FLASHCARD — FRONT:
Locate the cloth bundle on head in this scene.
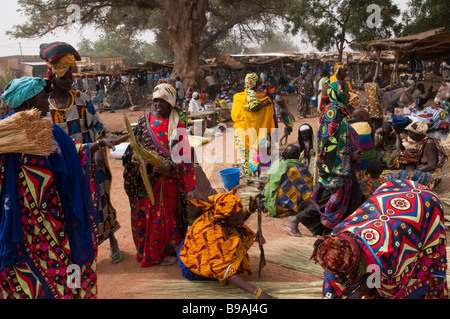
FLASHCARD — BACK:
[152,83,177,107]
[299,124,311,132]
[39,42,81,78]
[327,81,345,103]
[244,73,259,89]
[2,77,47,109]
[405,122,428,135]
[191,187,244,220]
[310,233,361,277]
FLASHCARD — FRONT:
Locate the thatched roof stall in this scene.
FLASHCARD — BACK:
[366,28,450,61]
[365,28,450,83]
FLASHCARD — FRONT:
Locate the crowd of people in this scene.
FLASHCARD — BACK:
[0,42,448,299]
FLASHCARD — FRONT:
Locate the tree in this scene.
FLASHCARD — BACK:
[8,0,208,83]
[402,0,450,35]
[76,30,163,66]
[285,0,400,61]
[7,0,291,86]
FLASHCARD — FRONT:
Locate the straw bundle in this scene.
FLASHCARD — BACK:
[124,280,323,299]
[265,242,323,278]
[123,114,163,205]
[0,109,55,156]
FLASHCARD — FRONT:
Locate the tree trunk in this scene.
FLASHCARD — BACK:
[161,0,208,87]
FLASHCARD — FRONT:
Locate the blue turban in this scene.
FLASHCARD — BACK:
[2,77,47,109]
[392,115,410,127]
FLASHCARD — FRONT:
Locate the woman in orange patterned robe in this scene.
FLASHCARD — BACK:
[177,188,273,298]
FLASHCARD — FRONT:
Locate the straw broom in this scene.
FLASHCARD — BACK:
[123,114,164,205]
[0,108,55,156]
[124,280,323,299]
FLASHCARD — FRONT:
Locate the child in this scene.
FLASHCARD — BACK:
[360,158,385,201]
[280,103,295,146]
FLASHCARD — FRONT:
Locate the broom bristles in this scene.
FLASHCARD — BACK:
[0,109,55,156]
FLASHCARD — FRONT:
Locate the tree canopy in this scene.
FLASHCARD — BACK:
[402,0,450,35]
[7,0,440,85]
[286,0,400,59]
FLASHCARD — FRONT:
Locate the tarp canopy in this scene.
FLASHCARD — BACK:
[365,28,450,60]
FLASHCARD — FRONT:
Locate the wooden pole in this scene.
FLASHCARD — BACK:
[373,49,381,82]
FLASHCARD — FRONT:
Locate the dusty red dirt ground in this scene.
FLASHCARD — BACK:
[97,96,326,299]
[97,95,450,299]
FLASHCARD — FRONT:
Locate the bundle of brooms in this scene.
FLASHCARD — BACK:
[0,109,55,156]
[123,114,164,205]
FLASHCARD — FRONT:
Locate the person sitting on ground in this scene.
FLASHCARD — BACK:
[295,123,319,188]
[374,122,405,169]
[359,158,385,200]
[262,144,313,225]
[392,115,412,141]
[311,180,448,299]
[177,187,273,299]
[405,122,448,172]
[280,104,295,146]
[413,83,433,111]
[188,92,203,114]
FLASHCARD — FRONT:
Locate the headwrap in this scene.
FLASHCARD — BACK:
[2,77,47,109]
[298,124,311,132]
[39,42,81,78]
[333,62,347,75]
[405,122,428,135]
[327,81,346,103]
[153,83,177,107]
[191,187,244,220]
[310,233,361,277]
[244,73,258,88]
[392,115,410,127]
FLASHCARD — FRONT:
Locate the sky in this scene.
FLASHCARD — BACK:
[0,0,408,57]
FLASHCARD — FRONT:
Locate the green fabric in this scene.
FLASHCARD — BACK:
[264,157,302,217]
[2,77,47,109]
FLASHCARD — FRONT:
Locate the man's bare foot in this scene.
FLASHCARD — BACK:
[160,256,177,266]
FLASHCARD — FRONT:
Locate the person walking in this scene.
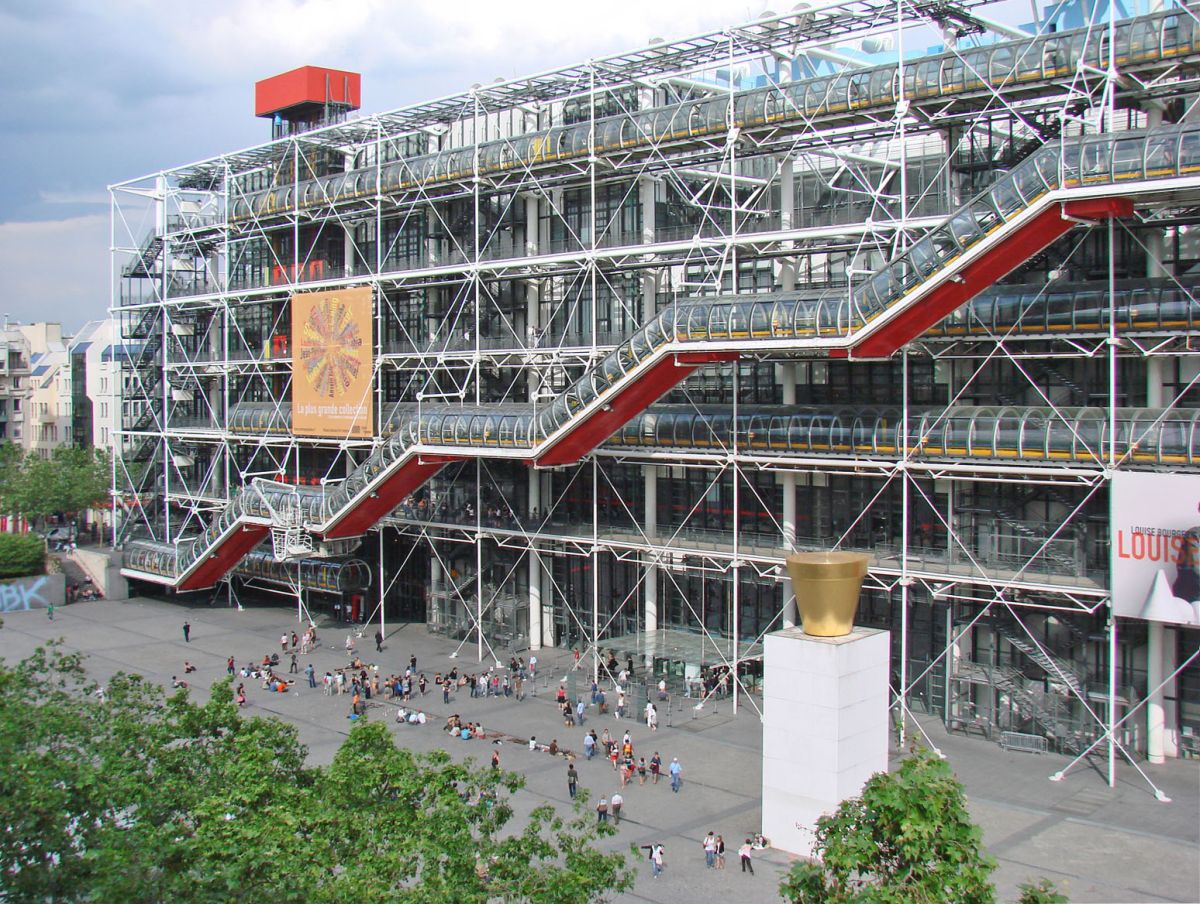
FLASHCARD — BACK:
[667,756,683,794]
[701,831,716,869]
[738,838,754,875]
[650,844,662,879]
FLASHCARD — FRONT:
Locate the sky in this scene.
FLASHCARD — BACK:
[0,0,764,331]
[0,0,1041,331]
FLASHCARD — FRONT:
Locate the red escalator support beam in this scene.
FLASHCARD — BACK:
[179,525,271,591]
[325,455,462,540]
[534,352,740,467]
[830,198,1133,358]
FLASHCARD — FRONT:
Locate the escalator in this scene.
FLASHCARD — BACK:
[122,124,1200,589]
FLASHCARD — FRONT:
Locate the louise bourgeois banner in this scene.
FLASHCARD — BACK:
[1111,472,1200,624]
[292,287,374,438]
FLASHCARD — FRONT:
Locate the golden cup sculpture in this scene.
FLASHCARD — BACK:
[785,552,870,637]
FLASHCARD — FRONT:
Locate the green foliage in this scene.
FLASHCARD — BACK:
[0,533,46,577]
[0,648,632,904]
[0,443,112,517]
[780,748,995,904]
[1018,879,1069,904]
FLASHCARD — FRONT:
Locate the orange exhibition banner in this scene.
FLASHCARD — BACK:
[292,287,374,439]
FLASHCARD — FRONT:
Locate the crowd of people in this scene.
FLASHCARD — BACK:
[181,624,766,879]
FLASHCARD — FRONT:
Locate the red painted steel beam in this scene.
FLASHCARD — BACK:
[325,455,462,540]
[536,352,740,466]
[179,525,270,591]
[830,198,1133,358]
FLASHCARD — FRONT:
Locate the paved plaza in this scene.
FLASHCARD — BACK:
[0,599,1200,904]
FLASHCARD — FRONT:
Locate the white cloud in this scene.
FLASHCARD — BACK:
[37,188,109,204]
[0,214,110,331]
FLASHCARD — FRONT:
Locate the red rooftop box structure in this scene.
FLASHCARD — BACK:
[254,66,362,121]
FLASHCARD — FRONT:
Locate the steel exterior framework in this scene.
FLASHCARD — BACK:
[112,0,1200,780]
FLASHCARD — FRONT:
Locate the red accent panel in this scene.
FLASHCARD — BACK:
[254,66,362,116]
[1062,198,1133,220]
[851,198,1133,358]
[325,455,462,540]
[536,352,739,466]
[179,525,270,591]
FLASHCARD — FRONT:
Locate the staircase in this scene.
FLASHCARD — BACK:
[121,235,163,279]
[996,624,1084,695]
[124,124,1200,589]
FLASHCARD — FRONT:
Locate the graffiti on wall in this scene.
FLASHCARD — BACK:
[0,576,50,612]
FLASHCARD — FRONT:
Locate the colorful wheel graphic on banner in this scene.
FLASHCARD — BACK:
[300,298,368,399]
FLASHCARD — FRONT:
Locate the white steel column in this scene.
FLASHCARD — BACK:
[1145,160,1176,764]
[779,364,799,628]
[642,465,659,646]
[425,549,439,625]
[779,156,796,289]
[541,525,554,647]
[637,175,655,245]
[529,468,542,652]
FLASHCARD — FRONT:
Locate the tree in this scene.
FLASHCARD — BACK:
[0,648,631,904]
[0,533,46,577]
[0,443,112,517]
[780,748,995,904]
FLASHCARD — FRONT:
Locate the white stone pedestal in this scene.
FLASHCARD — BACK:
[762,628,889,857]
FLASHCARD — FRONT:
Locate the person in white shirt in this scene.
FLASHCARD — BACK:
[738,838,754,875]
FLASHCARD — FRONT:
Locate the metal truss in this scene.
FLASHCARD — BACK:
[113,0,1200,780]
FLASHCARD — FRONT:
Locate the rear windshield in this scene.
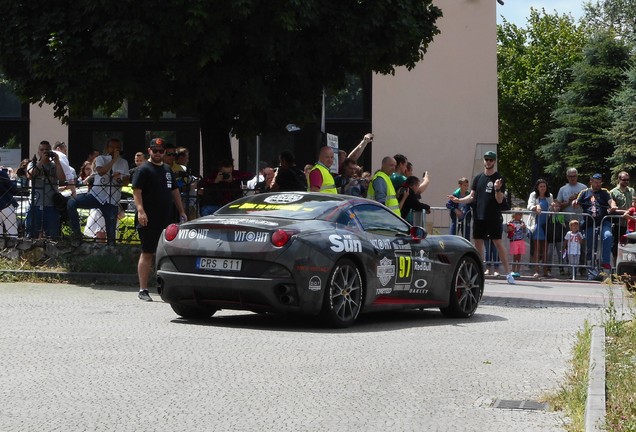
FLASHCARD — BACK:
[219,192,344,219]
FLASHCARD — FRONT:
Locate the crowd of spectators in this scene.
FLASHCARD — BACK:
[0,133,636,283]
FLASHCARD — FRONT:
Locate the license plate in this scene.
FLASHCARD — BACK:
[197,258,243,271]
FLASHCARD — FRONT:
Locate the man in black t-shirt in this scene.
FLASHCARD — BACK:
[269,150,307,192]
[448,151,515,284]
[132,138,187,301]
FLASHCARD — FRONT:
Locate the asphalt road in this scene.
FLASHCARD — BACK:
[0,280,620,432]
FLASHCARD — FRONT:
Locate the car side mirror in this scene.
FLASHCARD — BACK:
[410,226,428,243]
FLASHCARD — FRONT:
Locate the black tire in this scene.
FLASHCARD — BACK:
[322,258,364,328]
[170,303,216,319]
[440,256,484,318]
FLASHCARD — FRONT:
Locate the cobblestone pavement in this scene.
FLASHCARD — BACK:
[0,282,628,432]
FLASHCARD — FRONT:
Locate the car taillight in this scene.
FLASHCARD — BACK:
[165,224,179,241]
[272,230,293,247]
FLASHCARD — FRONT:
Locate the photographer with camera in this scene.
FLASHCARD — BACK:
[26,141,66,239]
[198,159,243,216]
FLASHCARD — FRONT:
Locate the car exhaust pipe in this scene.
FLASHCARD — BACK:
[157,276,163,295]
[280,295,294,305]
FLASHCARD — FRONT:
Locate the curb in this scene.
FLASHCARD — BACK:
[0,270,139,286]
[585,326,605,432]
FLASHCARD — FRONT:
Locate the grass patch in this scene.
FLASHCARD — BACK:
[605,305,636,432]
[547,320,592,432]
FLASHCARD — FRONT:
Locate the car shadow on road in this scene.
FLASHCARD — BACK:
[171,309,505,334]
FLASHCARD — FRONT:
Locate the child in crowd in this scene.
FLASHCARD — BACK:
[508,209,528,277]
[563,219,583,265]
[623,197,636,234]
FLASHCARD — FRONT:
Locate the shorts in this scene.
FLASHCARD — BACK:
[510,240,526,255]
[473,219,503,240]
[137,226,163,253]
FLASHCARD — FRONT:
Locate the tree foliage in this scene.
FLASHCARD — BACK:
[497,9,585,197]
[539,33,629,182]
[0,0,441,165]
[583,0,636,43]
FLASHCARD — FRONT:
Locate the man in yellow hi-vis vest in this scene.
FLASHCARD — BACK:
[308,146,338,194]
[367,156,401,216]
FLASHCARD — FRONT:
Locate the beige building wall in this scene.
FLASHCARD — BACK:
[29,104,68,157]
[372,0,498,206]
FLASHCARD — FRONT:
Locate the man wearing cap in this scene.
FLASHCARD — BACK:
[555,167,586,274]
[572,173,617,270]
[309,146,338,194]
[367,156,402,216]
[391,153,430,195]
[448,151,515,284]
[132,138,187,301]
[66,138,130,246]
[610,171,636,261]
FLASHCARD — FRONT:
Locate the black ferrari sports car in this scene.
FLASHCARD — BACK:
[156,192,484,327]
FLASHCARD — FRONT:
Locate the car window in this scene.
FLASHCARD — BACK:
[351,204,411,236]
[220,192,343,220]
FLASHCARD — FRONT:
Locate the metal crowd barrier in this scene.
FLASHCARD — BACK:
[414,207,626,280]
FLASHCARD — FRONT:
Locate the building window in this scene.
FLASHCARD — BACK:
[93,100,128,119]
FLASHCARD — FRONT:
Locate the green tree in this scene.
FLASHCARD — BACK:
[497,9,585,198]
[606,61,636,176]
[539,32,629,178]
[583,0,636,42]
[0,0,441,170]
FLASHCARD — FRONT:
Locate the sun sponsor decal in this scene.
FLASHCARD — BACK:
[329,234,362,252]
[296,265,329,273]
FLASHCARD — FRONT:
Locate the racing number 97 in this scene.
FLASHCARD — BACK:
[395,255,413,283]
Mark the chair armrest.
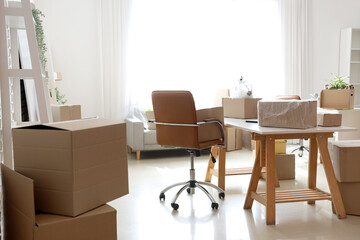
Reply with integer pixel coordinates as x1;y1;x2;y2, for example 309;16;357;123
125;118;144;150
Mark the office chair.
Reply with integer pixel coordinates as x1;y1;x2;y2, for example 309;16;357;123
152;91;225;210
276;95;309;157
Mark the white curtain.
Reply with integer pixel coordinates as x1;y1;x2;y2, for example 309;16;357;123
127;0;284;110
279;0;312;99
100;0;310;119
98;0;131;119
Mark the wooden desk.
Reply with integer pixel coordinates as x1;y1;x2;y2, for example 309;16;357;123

____

EXERCISE: Output only the lines from the one that contains "Mark the chair armrest." to the end of the entries above, both end lines included, and drop the pictures.

REPLY TO THE EXERCISE:
Mark the chair armrest.
Reply with integer pixel coordinates as x1;y1;x2;y2, for example 309;16;357;123
125;118;144;150
Mark the office chair.
Reply with integer pixel coordinates as x1;y1;x2;y2, for example 309;16;357;123
152;91;225;210
276;95;309;157
Mark the white curtain.
Reply with integer pixel coordinates as x1;y1;x2;y2, for example 309;16;357;123
127;0;284;110
279;0;312;99
100;0;310;119
98;0;131;119
Mark the wooden desk.
Reply with integer pixel coordinates as x1;y1;x2;y2, for example 309;16;357;123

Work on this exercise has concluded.